▸ ОТРЫВОК
....
Репин, использовав этот рисунок, написал небольшую картину «Мертвый Чижов» и подарил ее Савве Ивановичу. Зимой 1877/78 года (по-видимому, в начале 1878 года) Репин создал очень удачный портрет Елизаветы Григорьевны — первый живописный портрет, дающий представление не только о внешнем облике этой женщины, но и о ее характере. Репин был настолько доволен этим портретом, что дебютировал им на Передвижной выставке в 1878 году. Там же были выставлены «Протодьякон», «Мужичок из робких», «Мертвый Чижов» и «Портрет матери». Именно за эти картины Репин был принят в члены Товарищества передвижных художественных выставок в обход общим правилам об обязательности определенного срока пребывания в экспонентах.
Вскоре после приезда в Россию Репина вернулся из Парижа и Поленов. Весь август 1876 года он прожил в имении своих родителей Имоченцах, сентябрь — в Петербурге, где в Академии художеств выставлены были отчетные работы пенсионеров Поленова, Репина и Ковалевского. Самой интересной работой Поленова, выполненной за границей, была картина «Право господина», за которую он получил звание академика и которую приобрел для своей галереи Третьяков. Картиной этой, однако, Поленов не сказал еще своего слова в искусстве, он, так же как и Репин, должен был соприкасаться с родной своей землей, чтобы создать что-нибудь значительное.
За время пребывания в Имоченцах Поленов написал портрет сказителя былин Никиты Богоданова — картину, о которой Репин сказал, что ее как бы «другой человек написал».
В конце сентября Поленов уехал на Балканы, в действующую армию, добровольцем, но пробыл там всего два месяца и в ноябре приехал в Москву с крестом и медалью за храбрость.
В начале июня 1877 года Поленов приезжает в Москву и, остановившись в доме Чижова, подыскивает для себя квартиру и мастерскую. Наконец он находит ее невдалеке от квартиры Репина, который в это время уехал в Чугуев за семьей.
По-видимому, Поленов бывал в это лето в Абрамцеве, ибо в письмах к нему из Чугуева Репин неизменно передает приветы Мамонтовым. В Абрамцеве Поленов, однако, не работал или почти не работал. Большая часть этюдов этого лета сделана в Московском Кремле. Из окна своей новой мастерской он делает очень светлый, солнечный этюд московского дворика, заросшего травой, со старыми, покосившимися домами, с колодцем и с церковью Спаса на Песках в отдалении.
Но поселиться Поленову в Москве все еще окончательно не удавалось. В ноябре он снова уехал на Балканы. Пробыв там до января следующего года, он при первой возможности вернулся в Россию.
Он пришел к Мамонтовым с большим солдатским ранцем, полным этюдов, привезенных из Болгарии, показывал их, дарил, рассказывал о своем путешествии. «С этого дня, — пишет в своих воспоминаниях Всеволод Мамонтов, — Василий Дмитриевич не сходил с моих глаз».
В начале лета Поленов написал свой знаменитый «Московский дворик», а в конце лета, переселившись на другую квартиру, на самую окраину Москвы, в Хамовники, — еще одну замечательную вещь: «Бабушкин сад».
....
▸ ПРЕДОСТАВЛЕННЫЕ СВЕДЕНИЯ
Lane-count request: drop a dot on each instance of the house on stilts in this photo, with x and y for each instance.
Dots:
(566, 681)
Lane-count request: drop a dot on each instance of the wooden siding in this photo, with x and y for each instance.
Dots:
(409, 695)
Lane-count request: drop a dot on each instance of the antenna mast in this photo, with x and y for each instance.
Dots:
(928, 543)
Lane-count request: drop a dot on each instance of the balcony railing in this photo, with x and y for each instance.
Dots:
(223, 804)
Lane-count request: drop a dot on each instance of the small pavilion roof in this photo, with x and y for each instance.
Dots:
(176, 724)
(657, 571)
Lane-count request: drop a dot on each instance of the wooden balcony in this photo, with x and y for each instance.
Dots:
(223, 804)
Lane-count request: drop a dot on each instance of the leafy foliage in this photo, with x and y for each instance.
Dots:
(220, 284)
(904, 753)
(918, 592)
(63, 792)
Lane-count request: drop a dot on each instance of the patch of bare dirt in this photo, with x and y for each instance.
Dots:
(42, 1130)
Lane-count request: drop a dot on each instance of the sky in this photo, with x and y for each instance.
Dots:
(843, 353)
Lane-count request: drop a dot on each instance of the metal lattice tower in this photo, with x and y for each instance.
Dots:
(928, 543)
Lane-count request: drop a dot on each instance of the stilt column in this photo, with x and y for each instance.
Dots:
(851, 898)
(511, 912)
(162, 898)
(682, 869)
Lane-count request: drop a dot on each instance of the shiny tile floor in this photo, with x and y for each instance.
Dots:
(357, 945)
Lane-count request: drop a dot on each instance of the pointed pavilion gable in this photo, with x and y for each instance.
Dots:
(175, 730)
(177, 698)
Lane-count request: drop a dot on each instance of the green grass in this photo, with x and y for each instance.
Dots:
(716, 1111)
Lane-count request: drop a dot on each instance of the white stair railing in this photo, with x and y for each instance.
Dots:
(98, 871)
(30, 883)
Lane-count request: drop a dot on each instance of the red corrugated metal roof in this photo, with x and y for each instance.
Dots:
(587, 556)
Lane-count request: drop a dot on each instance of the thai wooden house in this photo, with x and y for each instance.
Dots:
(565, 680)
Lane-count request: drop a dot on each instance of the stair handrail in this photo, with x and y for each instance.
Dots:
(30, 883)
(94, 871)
....
Продолжите отрывок о Поленове, Репине и Мамонтовых, начав сразу после его последнего предложения. Перечень взят из другого источника.

Картины эти не были тогда по достоинству оценены ни критикой, ни даже самим автором, а между тем эти полотна — не только самое примечательное из созданного Поленовым, но и весьма значительное явление в отечественном пейзажном искусстве.
В 1878 году Мамонтовы приехали в Абрамцево рано — 1 апреля. На пасху приехал священник из Хотькова, и заутреню служили в доме. Елизавета Григорьевна обмолвилась, что надо бы в Абрамцеве церковку поставить. Савва Иванович согласился.
Но в этом году церковь строить не придется, пока решили пристроить к основному дому, справа по фасаду, — столовую. Гостей всегда было в Абрамцеве полным-полно, да и семья разрасталась.
Третьего мая в абрамцевском доме появилась на свет Шуренька. Родилась она маленькой, жалкой, косила глазками, плакала все время, а с ней, когда никто не видел, плакала и Елизавета Григорьевна.
Савва Иванович не надеялся, даже был почти уверен, что Шуренька не выживет, но выходили все же.
Лето проходило, как обычно проходило оно в абрамцевские годы: приезжали родственники, приезжали соседи, носились по парку мальчики. Бойко топала по всем комнатам Верушка, болтала очень забавно и день ото дня становилась все обаятельнее: такая маленькая женщина. Савва Иванович Верушку любил теперь больше других.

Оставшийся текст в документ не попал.